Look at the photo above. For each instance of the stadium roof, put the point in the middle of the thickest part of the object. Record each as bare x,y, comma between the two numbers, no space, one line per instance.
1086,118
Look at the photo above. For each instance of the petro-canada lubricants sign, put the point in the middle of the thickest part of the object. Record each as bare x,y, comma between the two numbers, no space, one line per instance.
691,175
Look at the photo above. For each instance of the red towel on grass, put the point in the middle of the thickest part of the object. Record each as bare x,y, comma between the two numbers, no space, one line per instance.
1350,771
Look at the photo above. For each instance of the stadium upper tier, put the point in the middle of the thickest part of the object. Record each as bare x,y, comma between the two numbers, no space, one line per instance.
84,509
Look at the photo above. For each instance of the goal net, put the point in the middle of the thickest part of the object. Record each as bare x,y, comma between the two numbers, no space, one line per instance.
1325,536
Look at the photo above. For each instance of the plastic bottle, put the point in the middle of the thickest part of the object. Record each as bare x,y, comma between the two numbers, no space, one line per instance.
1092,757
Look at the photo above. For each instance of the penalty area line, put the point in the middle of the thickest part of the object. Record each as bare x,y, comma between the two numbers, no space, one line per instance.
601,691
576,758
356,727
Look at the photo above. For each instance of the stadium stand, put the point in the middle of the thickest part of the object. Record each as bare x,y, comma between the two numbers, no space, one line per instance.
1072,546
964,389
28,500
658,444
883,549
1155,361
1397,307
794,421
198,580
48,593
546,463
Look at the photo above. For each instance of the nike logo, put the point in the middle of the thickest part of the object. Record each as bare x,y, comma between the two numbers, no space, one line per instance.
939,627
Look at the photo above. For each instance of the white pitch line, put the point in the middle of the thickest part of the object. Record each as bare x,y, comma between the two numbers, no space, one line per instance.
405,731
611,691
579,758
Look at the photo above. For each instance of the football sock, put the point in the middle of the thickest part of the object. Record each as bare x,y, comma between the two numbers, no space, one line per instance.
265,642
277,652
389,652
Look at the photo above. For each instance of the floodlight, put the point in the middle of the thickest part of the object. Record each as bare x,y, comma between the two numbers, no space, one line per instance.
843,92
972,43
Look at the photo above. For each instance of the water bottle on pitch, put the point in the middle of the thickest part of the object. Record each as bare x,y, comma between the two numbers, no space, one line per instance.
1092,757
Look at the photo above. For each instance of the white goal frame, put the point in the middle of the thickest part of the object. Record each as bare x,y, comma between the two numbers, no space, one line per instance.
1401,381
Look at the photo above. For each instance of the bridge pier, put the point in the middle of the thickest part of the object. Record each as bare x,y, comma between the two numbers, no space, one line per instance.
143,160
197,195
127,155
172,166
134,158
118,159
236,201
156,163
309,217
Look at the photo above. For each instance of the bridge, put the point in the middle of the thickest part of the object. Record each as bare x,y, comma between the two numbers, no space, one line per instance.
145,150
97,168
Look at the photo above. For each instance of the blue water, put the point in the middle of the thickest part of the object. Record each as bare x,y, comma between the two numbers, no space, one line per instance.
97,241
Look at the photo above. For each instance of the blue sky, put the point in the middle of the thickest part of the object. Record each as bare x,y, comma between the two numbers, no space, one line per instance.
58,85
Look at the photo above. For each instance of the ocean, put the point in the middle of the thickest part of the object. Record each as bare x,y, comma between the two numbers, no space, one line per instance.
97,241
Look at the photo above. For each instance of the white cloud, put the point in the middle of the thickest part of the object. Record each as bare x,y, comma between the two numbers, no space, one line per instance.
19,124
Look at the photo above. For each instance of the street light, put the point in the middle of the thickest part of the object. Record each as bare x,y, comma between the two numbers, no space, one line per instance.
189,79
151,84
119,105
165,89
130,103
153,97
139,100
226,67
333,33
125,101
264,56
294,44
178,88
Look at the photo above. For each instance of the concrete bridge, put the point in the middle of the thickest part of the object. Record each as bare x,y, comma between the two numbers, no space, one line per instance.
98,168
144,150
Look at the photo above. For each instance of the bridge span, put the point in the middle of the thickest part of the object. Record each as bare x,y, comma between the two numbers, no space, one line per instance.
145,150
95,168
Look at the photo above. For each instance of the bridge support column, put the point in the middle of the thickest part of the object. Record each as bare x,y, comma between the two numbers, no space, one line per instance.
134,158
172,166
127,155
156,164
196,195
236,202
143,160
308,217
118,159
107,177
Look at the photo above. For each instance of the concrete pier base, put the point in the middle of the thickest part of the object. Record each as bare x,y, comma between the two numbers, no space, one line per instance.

▶ _The task_
All entries shown above should be printed again exactly.

▶ _Exercise response_
Look at the photo above. For each instance of the stadium roof, put the point in the middle of the thickest part of the object. Record each as bare x,y, comma between the two numbers, no space, one line per instance.
1086,118
Look at the photo above. For each instance of the petro-canada lubricants sign, put the point in the middle of the thickest part of the object. Record each as bare x,y, comma between the two numbers, no space, one line per instance.
691,175
Look at the photo above. For each instance of the red towel on grass, put the point in the middle of the thickest part of the object. Record each as bare x,y, comma between the two numbers, no space, one line per instance.
1350,771
Look at the photo above. For each instance of the stadium upper tier, put the point in the middle of the thickest part of the object. Record each as bare x,y, comma between the two numbers, no space, one line per instance.
84,509
Look at the photo above. For each instance of the goal net, put the point in the middle of the thickest part of the object. Record each as bare x,y, comma between the two numbers, no space, one line per instance.
1325,536
Look at the photo above. For each instance of the plastic bottle, put the point in the middle of the thickest part of the object. Record each as bare x,y, comma between the two numbers, no space, one line per instance.
1092,757
Look at the photo above. For each instance of the penalty area line, put the point in the middle of the thickest part of the object. Record each as bare x,y, comma between the two numbers, no space, one line per instance.
601,691
576,758
356,727
Look at the photo above. For each instance of the stadium stand, put the point in the middle of the thickest part of the object. Record each as bare x,y, comma between the two numbers, no space, one line per instance.
1072,546
964,389
28,500
658,444
883,549
1155,361
1397,307
794,421
198,580
48,593
546,463
Look at the photo above. For each instance of the nike logo, put the point in the middle of the thickest part of the object. Record each as bare x,y, comma between the two numbers, no space, one line per instance.
939,627
Look at the photo above. For each instance of the white pitch line, put the point in the middle of the thickest part of the object. Record each as bare x,y, comma between the two numbers, no space, one line per instance.
405,731
611,691
579,758
Look at the photo above. For each instance of the football sock, put the point in the middle of the thickest part of the object. Record each as bare x,y, comma between the two numbers, no space, one line per instance.
265,642
277,652
389,652
Look at the photo above. For each instance of the floodlight, put the point in the middle of the thickest part of the object. Record each as bare x,y, comma between the two numbers, no space, one line per instance.
843,92
972,43
Look at the photo above. For each instance of the water bottle on pitch, put the point in the middle of the thickest part of the object. Record each as bare x,y, comma between the two numbers, no space, one line per instance.
1092,757
Look at the photo above. For each instance of the white goal frame, put the point in the middle of the thickest part of the object. Record each as bare x,y, comma between the two numbers, no space, one line per instance.
1401,381
Look at the photo above. For each instance of the bridge pier, put the point in the middle of the thickest part of the object. Record each as bare x,y, comma between the two numbers, no space, one line per instance.
143,160
197,195
127,155
172,166
134,158
118,159
236,201
156,163
309,217
Look at the photo above. For each instance of the bridge, put the point in the middle of the thickest part of the object. Record each as bare x,y, comma between the two numbers, no space, one line per instance.
145,150
97,168
Look at the photo above. For each instance of the blue water, put the point in the middle of the thickest part of the object. Record each as bare x,y, comma between the two numbers, no space, one line per instance.
97,241
Look at the photo above. For each instance of the blue sky, put the point in the middle of the thickest part of the object. Record each as bare x,y, comma between the two numbers, no space, one line per instance.
58,85
Look at the photo above. For each instance of the ocean, put the point in the middle of the thickest part of the object. Record each as bare x,y, comma between the two numbers, no space, one line per instance.
97,241
Look at the photo above. For each instance of the white cloud, put the point in the middle of the thickest part of the object. Record each as bare x,y, comma between the two numbers, no space, one line per instance.
19,124
Look at the photo above. For each instance of the street light, put the point in the middle of the thickest part of the object. Record each as bare x,y, comma between the two numbers, no space, one line per instance.
189,79
151,84
119,105
165,89
130,103
153,97
139,100
226,67
333,33
125,101
264,56
294,44
178,88
Look at the photo above. For each instance of the concrete bridge, put the point in the middle of the thickest part of the object. Record each as bare x,y, comma between the two numbers, no space, one line per instance.
98,168
144,150
Look at the photo above. For each instance of the bridge span, put the point in the middle of the thickest part of the object. Record each as bare x,y, comma between the two numbers, no space, one line per instance.
145,150
95,168
Look at the photo above. For each instance of the bridge support column, put the point in the middle of the thickest part of the object. Record each as bare x,y, comma between the two numbers, no space, one line per instance.
134,158
172,166
127,155
156,164
196,195
236,202
143,160
308,217
118,159
107,177
Look at the photo above. For each instance of the concrete pier base, put the point in the middle of the thickest part of the object. Record each as bare x,y, comma between the two numbers, no space, one line per instance.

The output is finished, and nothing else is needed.